● **Work request**: Nothing but the lines from the line with "Task: annotate the frost-covered" through the end of the data is to be copied, and each is to be copied exactly.

____________

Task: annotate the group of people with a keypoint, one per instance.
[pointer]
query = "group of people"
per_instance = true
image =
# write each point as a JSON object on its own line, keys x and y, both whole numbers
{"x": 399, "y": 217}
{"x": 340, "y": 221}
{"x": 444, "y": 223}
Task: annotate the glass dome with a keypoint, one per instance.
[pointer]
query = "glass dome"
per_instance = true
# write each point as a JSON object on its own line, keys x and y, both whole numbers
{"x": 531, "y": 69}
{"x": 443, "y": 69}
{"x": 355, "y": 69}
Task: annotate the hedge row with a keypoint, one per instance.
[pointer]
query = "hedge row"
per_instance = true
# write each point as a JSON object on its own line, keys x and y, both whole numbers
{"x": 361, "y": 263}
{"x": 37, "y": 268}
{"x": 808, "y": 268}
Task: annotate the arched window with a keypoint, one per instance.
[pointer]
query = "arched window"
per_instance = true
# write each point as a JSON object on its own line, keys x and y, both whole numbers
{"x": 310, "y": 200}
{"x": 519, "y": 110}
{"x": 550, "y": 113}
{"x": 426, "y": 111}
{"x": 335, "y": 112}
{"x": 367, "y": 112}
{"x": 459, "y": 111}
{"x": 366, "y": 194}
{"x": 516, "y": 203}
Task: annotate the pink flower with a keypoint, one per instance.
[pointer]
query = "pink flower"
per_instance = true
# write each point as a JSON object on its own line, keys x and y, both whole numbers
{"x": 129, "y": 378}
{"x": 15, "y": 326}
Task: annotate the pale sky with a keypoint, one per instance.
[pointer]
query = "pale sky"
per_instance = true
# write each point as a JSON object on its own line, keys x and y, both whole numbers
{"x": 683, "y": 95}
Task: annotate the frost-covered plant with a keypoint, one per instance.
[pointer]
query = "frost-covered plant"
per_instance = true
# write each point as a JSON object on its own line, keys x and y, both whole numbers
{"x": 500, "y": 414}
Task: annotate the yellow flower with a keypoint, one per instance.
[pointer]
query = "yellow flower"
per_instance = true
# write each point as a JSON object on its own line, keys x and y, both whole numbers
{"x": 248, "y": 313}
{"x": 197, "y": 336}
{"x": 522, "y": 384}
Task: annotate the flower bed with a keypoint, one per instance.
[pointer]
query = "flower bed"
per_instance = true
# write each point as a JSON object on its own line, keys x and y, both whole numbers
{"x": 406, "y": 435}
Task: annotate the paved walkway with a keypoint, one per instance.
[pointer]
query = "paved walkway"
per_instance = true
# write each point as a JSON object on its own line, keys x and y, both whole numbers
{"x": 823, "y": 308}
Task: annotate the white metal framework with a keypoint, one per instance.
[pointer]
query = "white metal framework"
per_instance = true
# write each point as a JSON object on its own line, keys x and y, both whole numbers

____________

● **Answer space**:
Task: annotate the frost-covered plant with a keypoint, one per instance.
[pointer]
query = "frost-covered plant"
per_instance = true
# write each point as a JSON object on its own line, keys x and y, both whole numbers
{"x": 500, "y": 414}
Task: annotate the yellow flower with a keypoint, one per instance.
[pointer]
query = "yellow flower"
per_instance = true
# write each point as a JSON object on its own line, keys x and y, both whole numbers
{"x": 248, "y": 313}
{"x": 197, "y": 336}
{"x": 522, "y": 384}
Task: annotate the flower bed with a keypoint, one per instance.
[pointer]
query = "flower bed"
per_instance = true
# write each point as a JSON object on its own line, keys x and y, both whole numbers
{"x": 406, "y": 435}
Task: annotate the paved walkway with a keypoint, one per instance.
[pointer]
query = "paved walkway"
per_instance = true
# write each point as a JSON object on its own line, keys x and y, both whole numbers
{"x": 823, "y": 308}
Task: annotate the white metal framework with a keypoint, one per instance.
[pointer]
query = "white metal framework"
per_instance = true
# write each point as a JSON object on its own line, keys x and y, both whole numbers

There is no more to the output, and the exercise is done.